What you need to do -
Search the data below for "rear"; list each line that holds it.

Record set -
[Start of Attachment]

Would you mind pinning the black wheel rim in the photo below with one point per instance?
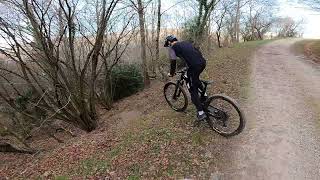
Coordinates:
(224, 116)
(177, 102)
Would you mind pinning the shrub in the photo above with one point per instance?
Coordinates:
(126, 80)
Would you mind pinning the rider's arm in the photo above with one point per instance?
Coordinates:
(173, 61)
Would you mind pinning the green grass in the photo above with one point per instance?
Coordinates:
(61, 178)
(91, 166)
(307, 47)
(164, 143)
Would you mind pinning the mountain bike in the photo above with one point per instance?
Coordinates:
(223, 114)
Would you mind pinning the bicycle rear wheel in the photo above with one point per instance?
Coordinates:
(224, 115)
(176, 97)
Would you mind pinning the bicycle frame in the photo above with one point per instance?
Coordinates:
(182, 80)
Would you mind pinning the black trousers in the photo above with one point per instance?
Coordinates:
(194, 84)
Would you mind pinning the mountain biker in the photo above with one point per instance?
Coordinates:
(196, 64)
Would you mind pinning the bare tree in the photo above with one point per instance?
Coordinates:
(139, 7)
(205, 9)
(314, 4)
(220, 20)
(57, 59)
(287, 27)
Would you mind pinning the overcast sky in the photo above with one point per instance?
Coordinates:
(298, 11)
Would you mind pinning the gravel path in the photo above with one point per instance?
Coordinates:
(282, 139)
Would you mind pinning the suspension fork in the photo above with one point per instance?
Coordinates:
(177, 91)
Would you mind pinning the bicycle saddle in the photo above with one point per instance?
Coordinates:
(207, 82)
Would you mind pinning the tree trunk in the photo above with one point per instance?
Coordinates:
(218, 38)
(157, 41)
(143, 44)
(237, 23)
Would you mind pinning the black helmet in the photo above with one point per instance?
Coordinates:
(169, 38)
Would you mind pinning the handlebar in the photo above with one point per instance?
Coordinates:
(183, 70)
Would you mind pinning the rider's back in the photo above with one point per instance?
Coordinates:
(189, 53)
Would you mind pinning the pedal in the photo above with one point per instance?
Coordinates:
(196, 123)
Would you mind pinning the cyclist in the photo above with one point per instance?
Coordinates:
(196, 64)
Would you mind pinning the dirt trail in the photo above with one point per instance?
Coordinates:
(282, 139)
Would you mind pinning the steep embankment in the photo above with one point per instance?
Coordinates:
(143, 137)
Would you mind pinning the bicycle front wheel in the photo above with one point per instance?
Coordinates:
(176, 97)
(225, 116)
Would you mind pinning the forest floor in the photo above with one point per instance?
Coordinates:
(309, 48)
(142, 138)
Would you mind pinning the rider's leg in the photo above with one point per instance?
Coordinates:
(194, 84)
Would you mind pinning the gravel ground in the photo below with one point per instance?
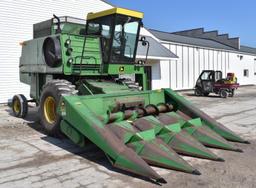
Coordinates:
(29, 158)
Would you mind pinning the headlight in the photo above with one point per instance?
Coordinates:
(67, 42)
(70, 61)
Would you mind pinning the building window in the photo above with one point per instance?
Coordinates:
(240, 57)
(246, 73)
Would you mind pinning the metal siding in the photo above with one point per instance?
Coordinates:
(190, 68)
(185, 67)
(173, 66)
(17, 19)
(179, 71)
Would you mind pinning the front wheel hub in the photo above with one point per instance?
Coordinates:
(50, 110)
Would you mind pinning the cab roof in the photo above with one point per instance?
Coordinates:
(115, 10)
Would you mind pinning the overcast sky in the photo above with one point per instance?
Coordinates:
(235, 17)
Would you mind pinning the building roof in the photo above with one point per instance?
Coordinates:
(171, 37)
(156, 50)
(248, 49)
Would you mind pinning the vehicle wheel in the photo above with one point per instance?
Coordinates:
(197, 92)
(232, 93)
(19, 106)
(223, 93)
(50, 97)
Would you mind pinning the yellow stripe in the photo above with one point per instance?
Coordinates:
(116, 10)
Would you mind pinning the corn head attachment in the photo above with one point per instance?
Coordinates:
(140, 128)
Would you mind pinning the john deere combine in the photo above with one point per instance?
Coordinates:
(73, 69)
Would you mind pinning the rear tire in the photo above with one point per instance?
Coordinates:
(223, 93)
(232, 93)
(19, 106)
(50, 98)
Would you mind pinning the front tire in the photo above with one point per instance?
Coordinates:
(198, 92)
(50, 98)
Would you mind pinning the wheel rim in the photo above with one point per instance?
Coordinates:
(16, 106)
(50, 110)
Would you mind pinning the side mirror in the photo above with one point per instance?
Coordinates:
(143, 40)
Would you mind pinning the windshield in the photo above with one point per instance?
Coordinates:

[End of Attachment]

Output for this exercise -
Would you mind pinning the bicycle rear wheel in the photo above with one point per instance?
Would you mind pinning the rear tire in the photo above with one point per instance?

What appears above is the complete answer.